■ **INSTRUCTIONS FOR THE TASK**: How many lines in the data below contain the word "lawn"? Treat case as significant, and reply with the number only.

Point annotation dataset data:

start

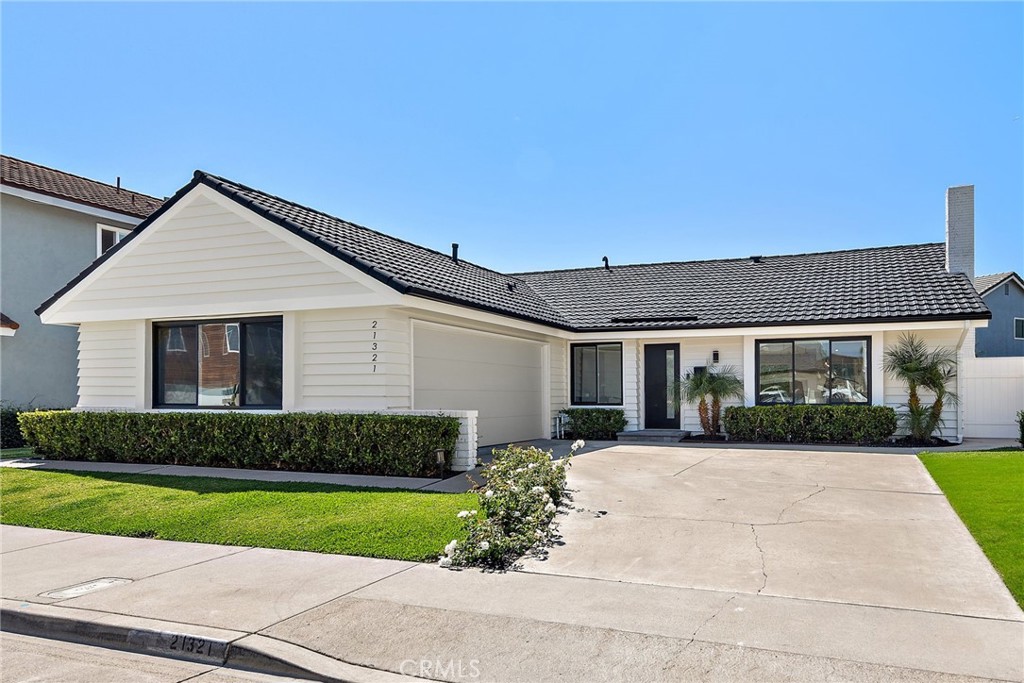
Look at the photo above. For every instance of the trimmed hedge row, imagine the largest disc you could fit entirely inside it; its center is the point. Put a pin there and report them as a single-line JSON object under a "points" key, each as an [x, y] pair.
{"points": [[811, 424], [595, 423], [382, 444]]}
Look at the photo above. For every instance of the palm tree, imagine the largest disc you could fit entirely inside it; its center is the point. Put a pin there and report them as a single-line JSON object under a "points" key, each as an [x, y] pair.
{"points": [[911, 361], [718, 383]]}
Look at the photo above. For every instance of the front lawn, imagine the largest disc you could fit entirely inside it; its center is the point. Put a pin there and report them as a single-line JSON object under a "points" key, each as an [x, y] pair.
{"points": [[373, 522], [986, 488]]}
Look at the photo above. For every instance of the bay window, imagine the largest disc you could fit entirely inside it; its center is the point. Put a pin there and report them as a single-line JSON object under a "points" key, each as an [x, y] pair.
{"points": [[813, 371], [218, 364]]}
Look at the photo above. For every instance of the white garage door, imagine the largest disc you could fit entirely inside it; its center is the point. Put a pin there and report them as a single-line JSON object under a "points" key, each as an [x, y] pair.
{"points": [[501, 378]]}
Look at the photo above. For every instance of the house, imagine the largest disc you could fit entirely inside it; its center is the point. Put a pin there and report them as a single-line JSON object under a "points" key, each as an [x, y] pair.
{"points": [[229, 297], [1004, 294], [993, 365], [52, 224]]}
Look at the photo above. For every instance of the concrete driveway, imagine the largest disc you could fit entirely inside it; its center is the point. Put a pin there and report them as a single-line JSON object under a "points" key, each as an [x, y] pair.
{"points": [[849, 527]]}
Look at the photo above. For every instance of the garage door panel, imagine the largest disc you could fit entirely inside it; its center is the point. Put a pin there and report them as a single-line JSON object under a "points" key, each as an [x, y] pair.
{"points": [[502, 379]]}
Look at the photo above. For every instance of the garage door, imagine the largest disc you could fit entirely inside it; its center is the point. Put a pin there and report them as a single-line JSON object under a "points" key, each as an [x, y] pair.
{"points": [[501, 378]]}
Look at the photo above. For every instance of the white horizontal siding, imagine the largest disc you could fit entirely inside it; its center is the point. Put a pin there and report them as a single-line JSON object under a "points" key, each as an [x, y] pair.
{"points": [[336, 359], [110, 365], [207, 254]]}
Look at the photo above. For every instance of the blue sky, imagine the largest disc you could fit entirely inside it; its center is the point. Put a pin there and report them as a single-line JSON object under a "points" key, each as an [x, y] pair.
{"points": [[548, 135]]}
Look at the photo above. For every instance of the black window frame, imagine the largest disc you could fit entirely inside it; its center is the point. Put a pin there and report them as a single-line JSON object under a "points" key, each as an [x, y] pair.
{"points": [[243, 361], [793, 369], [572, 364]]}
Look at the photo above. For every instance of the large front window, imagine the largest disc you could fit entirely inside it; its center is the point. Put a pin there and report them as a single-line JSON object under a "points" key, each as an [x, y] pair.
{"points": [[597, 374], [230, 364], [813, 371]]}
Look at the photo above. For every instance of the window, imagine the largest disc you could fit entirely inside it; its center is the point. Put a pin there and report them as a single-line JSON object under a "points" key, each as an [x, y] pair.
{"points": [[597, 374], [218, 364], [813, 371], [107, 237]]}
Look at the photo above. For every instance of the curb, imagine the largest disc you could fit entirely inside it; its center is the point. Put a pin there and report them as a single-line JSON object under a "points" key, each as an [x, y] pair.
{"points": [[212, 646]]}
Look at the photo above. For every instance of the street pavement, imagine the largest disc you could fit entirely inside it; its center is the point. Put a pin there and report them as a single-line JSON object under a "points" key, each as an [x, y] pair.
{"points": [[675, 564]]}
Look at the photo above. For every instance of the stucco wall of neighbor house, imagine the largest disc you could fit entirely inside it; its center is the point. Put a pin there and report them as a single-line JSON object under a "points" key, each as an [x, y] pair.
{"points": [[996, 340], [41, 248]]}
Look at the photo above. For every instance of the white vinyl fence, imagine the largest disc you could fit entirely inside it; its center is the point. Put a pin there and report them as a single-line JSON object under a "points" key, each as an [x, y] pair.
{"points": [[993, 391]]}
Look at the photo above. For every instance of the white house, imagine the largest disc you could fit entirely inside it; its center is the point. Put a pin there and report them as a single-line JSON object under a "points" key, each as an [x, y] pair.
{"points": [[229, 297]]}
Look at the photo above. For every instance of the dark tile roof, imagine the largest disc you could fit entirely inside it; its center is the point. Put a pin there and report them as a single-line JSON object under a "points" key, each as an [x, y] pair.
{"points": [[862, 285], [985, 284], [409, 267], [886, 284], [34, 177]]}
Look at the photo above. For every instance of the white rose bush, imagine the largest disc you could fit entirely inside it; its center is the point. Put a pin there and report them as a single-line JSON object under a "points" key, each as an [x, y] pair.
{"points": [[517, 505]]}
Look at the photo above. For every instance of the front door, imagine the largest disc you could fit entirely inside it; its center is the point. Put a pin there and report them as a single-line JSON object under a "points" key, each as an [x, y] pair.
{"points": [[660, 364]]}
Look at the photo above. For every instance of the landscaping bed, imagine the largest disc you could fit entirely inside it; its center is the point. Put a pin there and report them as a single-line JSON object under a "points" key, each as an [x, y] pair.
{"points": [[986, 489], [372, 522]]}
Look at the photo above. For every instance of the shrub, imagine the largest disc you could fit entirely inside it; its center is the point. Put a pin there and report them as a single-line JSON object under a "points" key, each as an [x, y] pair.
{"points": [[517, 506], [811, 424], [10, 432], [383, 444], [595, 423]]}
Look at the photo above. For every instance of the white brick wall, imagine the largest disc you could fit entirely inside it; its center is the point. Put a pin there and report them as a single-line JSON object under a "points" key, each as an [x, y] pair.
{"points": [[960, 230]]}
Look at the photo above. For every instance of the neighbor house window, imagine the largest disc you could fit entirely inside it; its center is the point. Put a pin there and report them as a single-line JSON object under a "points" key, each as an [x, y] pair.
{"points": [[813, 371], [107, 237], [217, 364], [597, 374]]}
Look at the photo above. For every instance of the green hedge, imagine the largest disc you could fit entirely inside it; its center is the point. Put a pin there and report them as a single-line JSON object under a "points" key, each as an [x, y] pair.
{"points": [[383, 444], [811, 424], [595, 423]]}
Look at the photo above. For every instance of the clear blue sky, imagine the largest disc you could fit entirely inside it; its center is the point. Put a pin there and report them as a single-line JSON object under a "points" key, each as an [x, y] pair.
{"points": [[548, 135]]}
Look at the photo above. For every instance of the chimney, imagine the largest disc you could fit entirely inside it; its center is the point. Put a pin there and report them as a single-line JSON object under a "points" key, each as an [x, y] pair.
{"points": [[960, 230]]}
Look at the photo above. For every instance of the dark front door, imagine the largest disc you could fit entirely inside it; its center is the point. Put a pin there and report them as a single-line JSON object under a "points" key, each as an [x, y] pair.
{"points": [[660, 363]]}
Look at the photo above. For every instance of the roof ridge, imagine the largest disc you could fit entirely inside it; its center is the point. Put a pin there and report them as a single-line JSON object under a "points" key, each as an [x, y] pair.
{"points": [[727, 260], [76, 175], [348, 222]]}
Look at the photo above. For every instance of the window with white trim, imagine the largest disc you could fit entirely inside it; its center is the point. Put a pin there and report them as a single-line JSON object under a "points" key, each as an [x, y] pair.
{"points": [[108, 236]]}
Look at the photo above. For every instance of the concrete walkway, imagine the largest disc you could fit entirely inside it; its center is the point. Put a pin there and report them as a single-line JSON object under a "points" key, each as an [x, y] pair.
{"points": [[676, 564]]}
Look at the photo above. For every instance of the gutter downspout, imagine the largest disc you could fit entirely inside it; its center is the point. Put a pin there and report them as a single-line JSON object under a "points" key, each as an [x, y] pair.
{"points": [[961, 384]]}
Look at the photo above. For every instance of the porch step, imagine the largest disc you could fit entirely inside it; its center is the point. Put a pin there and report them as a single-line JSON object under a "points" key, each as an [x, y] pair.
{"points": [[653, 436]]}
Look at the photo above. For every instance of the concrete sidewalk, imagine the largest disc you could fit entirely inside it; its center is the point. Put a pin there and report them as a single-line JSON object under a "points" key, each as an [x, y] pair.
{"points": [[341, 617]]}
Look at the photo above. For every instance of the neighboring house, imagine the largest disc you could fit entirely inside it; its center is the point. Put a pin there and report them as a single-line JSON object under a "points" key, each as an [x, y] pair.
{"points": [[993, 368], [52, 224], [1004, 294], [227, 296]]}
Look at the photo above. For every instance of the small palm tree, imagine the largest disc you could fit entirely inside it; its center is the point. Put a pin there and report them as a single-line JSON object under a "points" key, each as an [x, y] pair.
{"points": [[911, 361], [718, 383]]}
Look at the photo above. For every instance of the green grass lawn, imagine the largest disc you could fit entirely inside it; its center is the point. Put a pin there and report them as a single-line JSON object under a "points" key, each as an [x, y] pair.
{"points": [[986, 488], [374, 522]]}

end
start

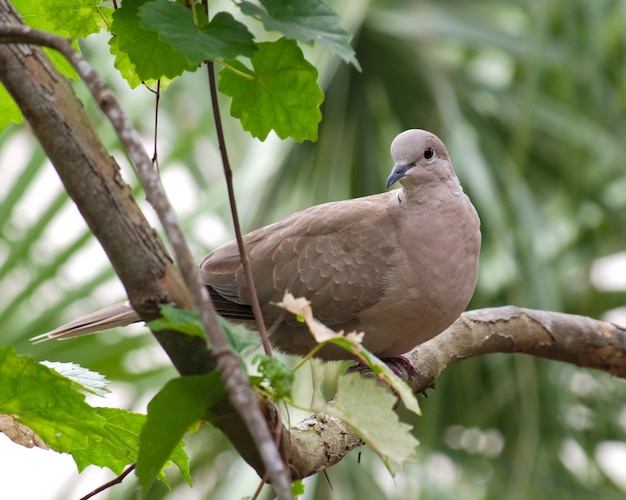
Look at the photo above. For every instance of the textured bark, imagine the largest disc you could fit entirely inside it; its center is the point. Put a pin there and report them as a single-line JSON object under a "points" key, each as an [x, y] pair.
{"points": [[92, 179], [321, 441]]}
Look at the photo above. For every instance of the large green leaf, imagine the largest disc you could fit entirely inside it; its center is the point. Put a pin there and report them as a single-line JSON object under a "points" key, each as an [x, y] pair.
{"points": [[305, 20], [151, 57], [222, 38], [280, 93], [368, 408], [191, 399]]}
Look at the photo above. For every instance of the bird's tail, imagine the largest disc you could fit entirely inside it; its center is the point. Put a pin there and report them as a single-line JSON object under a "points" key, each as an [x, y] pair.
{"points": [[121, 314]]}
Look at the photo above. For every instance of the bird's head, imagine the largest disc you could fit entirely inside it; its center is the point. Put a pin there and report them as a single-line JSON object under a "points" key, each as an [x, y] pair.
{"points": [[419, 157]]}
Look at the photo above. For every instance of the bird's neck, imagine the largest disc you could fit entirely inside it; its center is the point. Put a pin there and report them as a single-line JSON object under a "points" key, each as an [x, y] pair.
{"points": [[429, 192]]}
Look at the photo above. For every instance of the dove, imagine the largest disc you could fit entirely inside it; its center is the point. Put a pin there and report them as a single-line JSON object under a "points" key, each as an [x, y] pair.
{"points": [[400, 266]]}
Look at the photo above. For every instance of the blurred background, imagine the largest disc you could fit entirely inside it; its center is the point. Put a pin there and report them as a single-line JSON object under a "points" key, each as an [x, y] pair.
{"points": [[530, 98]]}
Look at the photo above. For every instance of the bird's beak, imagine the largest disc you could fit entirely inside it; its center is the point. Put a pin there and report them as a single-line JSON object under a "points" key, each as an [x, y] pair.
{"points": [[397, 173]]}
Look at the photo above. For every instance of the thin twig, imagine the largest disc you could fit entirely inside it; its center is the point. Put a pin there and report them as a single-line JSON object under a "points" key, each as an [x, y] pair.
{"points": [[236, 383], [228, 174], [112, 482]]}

end

■ **CORRECT RESULT**: 2